This doctor asked me some other questions that hadn't been already asked. He wanted to rule out that this wasn't some kind of STD. I told him that I wasn't sexually active at the time. He then asked me in these words specifically, "Do you have any problems jerking off?" Yes, this German doctor was clearly trained in L.A. and was talking to a 19 year old male. What he didn't realize is that this kind of question for Mormons is really much more appropriate when asked by a Bishop who has a picture of a disapproving Jesus on his desk and doesn't mean. "Does anything bad happen when you jerk off?" As in, "is there pain when you jerk off, or does ketchup come out instead of tartar sauce?"
No, the bishop's context is "only evil perverts masturbate. So if you do, you have a problem that I need to know about. Do you have a problem?"
He didn't know this distinction, but I did. I simply said, "no" to his question but I found it funny enough to share with my companion.

◇ ◇ ◇

▸ **Work instruction 1**:
Answer these questions about the account of the German doctor's visit:
(a) What did the narrator say about being sexually active?
(b) Where was the German doctor clearly trained?
(c) Who did the narrator share the doctor's question with?
▸ **Work instruction 2**:
Write what comes next in the account of the German doctor's visit, picking up after its final sentence.

(Saved entries)
◇ ◇ ◇

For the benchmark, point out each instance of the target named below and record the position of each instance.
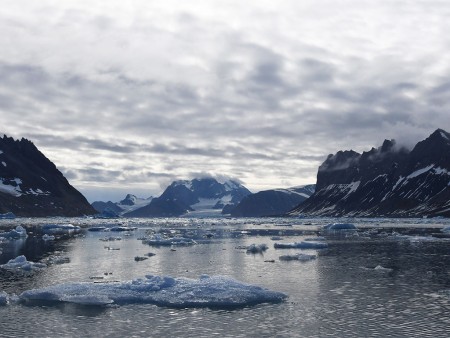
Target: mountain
(32, 186)
(389, 181)
(197, 197)
(272, 202)
(128, 204)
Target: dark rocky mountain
(199, 197)
(32, 186)
(272, 202)
(388, 181)
(101, 206)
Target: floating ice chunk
(214, 291)
(314, 239)
(58, 260)
(298, 257)
(3, 298)
(97, 228)
(140, 258)
(8, 215)
(446, 229)
(20, 263)
(122, 228)
(158, 240)
(257, 248)
(87, 300)
(60, 229)
(17, 233)
(340, 226)
(383, 269)
(301, 245)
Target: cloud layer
(128, 96)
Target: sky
(127, 96)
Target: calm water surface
(339, 294)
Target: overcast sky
(126, 96)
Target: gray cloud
(254, 91)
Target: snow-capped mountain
(388, 181)
(197, 197)
(272, 202)
(128, 204)
(31, 185)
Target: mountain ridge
(388, 181)
(31, 185)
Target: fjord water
(367, 283)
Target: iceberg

◇ ◇ ◇

▸ **Result 1**:
(a) The narrator was not sexually active at the time.
(b) In L.A.
(c) The narrator's companion.

▸ **Result 2**:
Big fucking mistake.
My companion did not find any humor in the situation at all. What he saw was that I had an obvious moment to "teach the gospel" but I didn't take it. To him I was supposed to say, "NO, WE MORMONS DON'T DO THAT." And what that was supposed to really accomplish is anyone's guess. But missionaries are so brainwashed with magical thinking that it's is completely plausible that my companion had this reaction because he thought that if I had gotten on some self righteous high horse and told him that we were better than masturbating that this doctor might think to himself. "Oh my god! I've touched myself most of my life, and it's so not as sweet as if the Holy Ghost were to come inside of my soul while Jesus touches me. Please, Elder Raptor Jesus, teach me how to be truly happy that doesn't involve the crushing guilt that I wasn't raised with concerning masturbation, that is considered completely normal to everyone except for religious nutjobs. Please convert me to your religion that knows so little about what's actually normal and healthy but brands those things as evil and sinful. That uses fear and ignorance instead of actual facts. Please, Raptor, I don't even feel bad about this practice so Satan must have bound and gagged my soul and forgotten to give it a safe word."
Whatever. The important thing is that I didn't have Super Chlamydia, but what I DID have was still up in the air. More tests were needed.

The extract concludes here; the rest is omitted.